**Instructions for the task:** Your task is to print all of the data word for word.
+++ The data
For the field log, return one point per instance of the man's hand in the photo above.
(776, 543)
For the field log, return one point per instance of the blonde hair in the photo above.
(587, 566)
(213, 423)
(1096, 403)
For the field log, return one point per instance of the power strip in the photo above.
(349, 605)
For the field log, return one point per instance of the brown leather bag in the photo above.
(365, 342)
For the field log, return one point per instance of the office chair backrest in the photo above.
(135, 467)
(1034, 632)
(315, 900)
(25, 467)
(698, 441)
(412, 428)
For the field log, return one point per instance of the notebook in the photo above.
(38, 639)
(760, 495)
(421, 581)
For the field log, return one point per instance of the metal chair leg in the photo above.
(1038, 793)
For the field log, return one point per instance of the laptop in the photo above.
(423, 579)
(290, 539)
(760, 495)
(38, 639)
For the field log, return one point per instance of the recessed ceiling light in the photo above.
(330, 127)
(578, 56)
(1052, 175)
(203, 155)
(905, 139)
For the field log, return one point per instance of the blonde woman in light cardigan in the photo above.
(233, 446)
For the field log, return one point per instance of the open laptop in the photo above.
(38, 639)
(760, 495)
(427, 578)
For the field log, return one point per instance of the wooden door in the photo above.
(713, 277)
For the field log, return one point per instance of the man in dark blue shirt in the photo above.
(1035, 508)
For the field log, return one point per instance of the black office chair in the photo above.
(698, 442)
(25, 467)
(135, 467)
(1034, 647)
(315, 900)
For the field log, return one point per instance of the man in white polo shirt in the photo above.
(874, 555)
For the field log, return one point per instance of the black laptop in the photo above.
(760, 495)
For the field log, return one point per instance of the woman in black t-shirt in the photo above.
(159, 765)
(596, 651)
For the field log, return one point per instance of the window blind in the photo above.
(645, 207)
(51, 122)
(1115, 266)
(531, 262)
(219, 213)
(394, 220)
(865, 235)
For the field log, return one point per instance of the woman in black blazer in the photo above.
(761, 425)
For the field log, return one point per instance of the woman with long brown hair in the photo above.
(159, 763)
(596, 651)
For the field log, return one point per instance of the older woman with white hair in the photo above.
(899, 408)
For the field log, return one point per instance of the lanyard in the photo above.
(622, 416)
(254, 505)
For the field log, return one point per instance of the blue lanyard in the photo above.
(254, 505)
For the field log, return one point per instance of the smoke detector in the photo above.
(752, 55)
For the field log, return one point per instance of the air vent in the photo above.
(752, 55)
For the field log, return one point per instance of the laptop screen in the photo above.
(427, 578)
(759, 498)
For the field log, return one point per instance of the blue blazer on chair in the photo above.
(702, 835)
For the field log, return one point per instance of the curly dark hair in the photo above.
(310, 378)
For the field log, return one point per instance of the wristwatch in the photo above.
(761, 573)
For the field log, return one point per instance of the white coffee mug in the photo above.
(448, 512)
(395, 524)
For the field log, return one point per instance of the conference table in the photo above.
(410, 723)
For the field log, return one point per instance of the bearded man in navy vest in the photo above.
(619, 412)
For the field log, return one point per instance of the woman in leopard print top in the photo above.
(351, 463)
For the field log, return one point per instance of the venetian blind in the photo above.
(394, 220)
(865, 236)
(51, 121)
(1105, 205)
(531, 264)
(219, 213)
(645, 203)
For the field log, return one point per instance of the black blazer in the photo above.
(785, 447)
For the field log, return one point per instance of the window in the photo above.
++++++
**Solution to the problem:**
For the field log, return one point per instance of the man's hand in the photo above.
(776, 543)
For the field log, return one point per instance of the blonde hair in the photo above.
(587, 566)
(213, 423)
(1096, 403)
For the field log, return one point per instance of the power strip in the photo above.
(349, 605)
For the field log, return one point per instance of the brown leather bag in the photo above.
(365, 342)
For the field log, return one point per instance of the office chair backrest in the photo above.
(135, 467)
(1034, 632)
(315, 900)
(25, 467)
(698, 441)
(412, 428)
For the field log, return one point per instance of the notebook in the photo above.
(38, 639)
(760, 495)
(421, 581)
For the field log, return one point per instance of the metal chair leg in the photo above.
(1038, 793)
For the field log, return one point per instance of the laptop in the photo above.
(423, 579)
(290, 539)
(760, 495)
(38, 639)
For the field log, return one point per instance of the recessed ceiling light in the photo above.
(330, 127)
(578, 56)
(1052, 175)
(203, 155)
(905, 139)
For the field log, return one point per instance of the blonde woman in light cardigan in the photo above.
(233, 446)
For the field log, return one point per instance of the open laptop in the photo above.
(38, 639)
(760, 495)
(427, 578)
For the field log, return one point per instance of the wooden door in the photo above.
(713, 277)
For the field log, return one point per instance of the man in dark blue shirt in the photo above.
(1035, 508)
For the field log, return one point per instance of the black office chair in the photo above.
(698, 442)
(25, 467)
(135, 467)
(1034, 647)
(315, 900)
For the field log, return one point per instance of the man in white polo shirt in the photo above.
(874, 555)
For the field log, return one point per instance of the black laptop in the photo above.
(760, 495)
For the field log, return one point per instance of the woman in black t-shirt in the photo above.
(159, 765)
(596, 651)
For the field log, return one point per instance of the window blind in the photo above.
(645, 207)
(51, 122)
(1115, 266)
(531, 262)
(219, 213)
(394, 220)
(865, 235)
For the field log, return one point per instance of the woman in black blazer in the photo above.
(761, 425)
For the field log, return one point per instance of the woman with long brown hair in the photo above.
(159, 763)
(596, 651)
For the field log, return one point per instance of the older woman with white hair in the photo above.
(899, 408)
For the field log, return one point per instance of the lanyard in the photo above.
(622, 416)
(254, 505)
For the field log, return one point per instance of the blue lanyard in the photo above.
(254, 505)
For the field log, return one point per instance of the smoke detector in the photo above.
(752, 55)
For the field log, return one point per instance of the air vent in the photo above.
(752, 55)
For the field log, return one point per instance of the laptop screen in the photo above.
(427, 578)
(759, 498)
For the field log, return one point per instance of the blue blazer on chair in the photo above.
(702, 835)
For the field log, return one point per instance of the curly dark hair in the photo above.
(310, 378)
For the field log, return one point per instance of the wristwatch in the photo above.
(761, 573)
For the field log, return one point per instance of the white coffee mug in the photo above.
(448, 512)
(395, 524)
For the field log, return one point per instance of the conference table in the photo above.
(410, 723)
For the field log, return one point per instance of the bearded man in navy vest in the photo above.
(619, 412)
For the field log, return one point per instance of the woman in leopard print top in the photo above.
(351, 463)
For the field log, return one point per instance of the venetian blind in the photo above.
(394, 220)
(865, 236)
(51, 121)
(1105, 205)
(531, 264)
(219, 213)
(645, 203)
For the field log, return one point per instance of the black blazer in the photo above.
(785, 447)
For the field log, return one point per instance of the window in the photo above.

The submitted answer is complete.